Exercise brief:
All of the records listed below should be retyped exactly.

Extracted records:
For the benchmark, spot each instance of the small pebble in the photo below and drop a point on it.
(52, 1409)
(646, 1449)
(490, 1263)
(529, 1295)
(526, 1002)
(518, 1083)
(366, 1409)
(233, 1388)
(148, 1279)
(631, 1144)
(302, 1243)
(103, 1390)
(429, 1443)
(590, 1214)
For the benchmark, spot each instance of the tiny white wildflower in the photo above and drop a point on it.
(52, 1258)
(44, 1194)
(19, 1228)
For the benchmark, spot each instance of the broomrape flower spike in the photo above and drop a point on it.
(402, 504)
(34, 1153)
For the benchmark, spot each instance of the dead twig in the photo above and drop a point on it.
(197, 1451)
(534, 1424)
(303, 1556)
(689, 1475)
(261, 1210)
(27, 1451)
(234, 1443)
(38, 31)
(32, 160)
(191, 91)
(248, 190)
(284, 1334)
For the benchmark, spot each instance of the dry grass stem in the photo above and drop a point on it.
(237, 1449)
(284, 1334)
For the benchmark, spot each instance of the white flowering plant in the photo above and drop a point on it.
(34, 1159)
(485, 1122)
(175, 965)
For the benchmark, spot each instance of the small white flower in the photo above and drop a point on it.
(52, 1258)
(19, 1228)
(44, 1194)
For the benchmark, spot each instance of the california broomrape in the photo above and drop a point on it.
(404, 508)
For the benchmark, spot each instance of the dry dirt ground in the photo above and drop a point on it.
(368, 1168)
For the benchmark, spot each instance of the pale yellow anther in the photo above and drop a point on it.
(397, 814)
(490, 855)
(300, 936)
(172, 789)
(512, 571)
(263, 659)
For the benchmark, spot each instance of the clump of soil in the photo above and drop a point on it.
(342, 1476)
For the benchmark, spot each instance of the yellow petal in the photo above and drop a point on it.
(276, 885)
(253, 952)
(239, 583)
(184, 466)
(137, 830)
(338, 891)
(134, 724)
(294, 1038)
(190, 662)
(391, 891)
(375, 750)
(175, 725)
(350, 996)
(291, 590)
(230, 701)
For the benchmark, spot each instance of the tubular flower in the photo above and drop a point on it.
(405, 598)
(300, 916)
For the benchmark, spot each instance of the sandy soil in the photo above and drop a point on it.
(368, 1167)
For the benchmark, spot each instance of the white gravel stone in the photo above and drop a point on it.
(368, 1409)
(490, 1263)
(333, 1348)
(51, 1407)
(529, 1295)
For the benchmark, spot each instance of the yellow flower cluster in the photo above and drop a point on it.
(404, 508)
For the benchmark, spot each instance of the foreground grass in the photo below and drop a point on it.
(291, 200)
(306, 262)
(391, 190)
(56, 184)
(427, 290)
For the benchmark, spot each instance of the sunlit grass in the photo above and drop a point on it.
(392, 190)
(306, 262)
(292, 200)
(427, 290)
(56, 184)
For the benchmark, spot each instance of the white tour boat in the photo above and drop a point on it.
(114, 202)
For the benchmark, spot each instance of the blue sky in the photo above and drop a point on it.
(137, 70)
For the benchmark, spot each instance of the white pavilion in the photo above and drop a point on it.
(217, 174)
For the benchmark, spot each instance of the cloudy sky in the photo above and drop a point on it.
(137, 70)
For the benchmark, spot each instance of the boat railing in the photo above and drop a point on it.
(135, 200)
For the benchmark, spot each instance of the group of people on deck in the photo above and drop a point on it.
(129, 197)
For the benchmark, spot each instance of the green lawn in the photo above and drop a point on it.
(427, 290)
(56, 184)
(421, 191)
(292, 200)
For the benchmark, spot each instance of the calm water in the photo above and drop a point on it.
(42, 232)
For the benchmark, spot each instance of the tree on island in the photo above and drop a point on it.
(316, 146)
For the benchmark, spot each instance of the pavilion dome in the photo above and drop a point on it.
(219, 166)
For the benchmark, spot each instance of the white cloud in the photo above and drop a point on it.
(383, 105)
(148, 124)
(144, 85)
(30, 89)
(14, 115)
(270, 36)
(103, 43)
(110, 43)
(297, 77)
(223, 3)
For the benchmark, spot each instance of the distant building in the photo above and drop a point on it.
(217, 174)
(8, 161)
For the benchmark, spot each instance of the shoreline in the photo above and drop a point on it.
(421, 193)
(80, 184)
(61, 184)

Solution for this task:
For the benchmark, spot each instance of the small pebble in the photo below and drop a point on it.
(52, 1409)
(646, 1449)
(490, 1263)
(529, 1295)
(526, 1002)
(518, 1083)
(366, 1409)
(233, 1388)
(148, 1279)
(631, 1144)
(302, 1243)
(103, 1390)
(429, 1443)
(590, 1214)
For the benchmark, spot each instance of the tiny white wildflower in the photo above and drop a point on it.
(52, 1258)
(44, 1194)
(19, 1228)
For the benchmark, spot each instance of the broomrape flower spike in the photo above and drop a point on it.
(402, 504)
(34, 1153)
For the benchmark, spot each instance of the dead twig in the photo above and drop a point on it.
(197, 1451)
(534, 1424)
(303, 1556)
(689, 1475)
(261, 1210)
(27, 1451)
(234, 1443)
(38, 31)
(32, 160)
(191, 91)
(248, 190)
(284, 1334)
For the benchmark, spot each instance of the dry grass stem in the photo above and drop a point on it.
(237, 1449)
(284, 1334)
For the benchmark, spot each instance of the white flowering plant in the photo above and drop a point on it.
(34, 1159)
(485, 1122)
(175, 965)
For the benchmark, spot each instance of the small white flower in the photo above and drop a point on it.
(52, 1258)
(19, 1228)
(44, 1194)
For the benchmark, spot each instance of the california broomrape in the photo above and drop a point on it.
(404, 508)
For the benchmark, spot each instance of the dry dirt ground in the photo above and drop a point on it.
(368, 1168)
For the benchmark, spot each instance of the pale yellow anther in the photo above and drop a point on it.
(397, 814)
(490, 855)
(300, 936)
(172, 789)
(512, 571)
(263, 659)
For the benchmark, spot each instance of the clump of soil in the photo above and drop a point on it.
(342, 1476)
For the benchmark, spot each instance of the yellow petal in the photo above and drop a point on it.
(276, 885)
(253, 952)
(239, 583)
(184, 466)
(137, 830)
(338, 891)
(134, 724)
(294, 1038)
(190, 662)
(391, 891)
(375, 750)
(175, 725)
(350, 996)
(291, 590)
(230, 701)
For the benchmark, spot each instance of the tubular flower in the photo above and drop a point on it.
(405, 598)
(300, 916)
For the benchmark, spot each instance of the sandy soil in the photo above and drop a point on it.
(368, 1167)
For the benchmark, spot each instance of the white gravel stone in the photo above and drop a point on it.
(368, 1409)
(490, 1263)
(333, 1348)
(51, 1407)
(529, 1295)
For the benchmark, spot each instance of the yellow flower cluster in the photo above and drop a point on it.
(404, 508)
For the benchmark, spot each instance of the foreground grass in the photo below and drop a point on it.
(291, 200)
(306, 262)
(391, 190)
(56, 184)
(427, 290)
For the benchmark, spot each instance of the sunlit grass in the photo above and drop a point on it.
(392, 190)
(306, 262)
(292, 200)
(427, 290)
(56, 184)
For the benchmark, spot each instance of the white tour boat in the photo above and drop a point on it.
(114, 202)
For the benchmark, spot each instance of the blue sky in the photo above and drop a point on it.
(137, 70)
For the benchmark, spot each instance of the white pavilion in the photo above and drop a point on it.
(217, 174)
For the benchmark, spot each instance of the cloudy sky in the photo above and drop a point on it.
(137, 70)
For the benchmark, spot each instance of the boat railing in the photo above and drop a point on it.
(135, 200)
For the benchmark, spot each instance of the group of people on deck in the photo above and drop a point on it.
(129, 197)
For the benchmark, spot each instance of the green lawn in the photo above and drop a point on it.
(427, 290)
(56, 184)
(421, 191)
(292, 200)
For the benchmark, spot each instance of the calm water in the photo above and drop a point on it.
(42, 232)
For the benchmark, spot each instance of the tree on island in the photo above and drop a point on it.
(316, 146)
For the benchmark, spot each instance of the pavilion dome in the photo above and drop a point on it.
(219, 166)
For the benchmark, spot each instance of the white cloud in the photo above and drop a point on it.
(383, 105)
(148, 124)
(144, 85)
(30, 89)
(14, 115)
(270, 36)
(103, 43)
(110, 43)
(297, 77)
(223, 3)
For the benchmark, spot each instance of the distant building in the photo above and drop a point on it.
(217, 174)
(8, 161)
For the benchmark, spot each instance of the shoreline in the photo above and drop a point on it.
(421, 193)
(80, 184)
(61, 184)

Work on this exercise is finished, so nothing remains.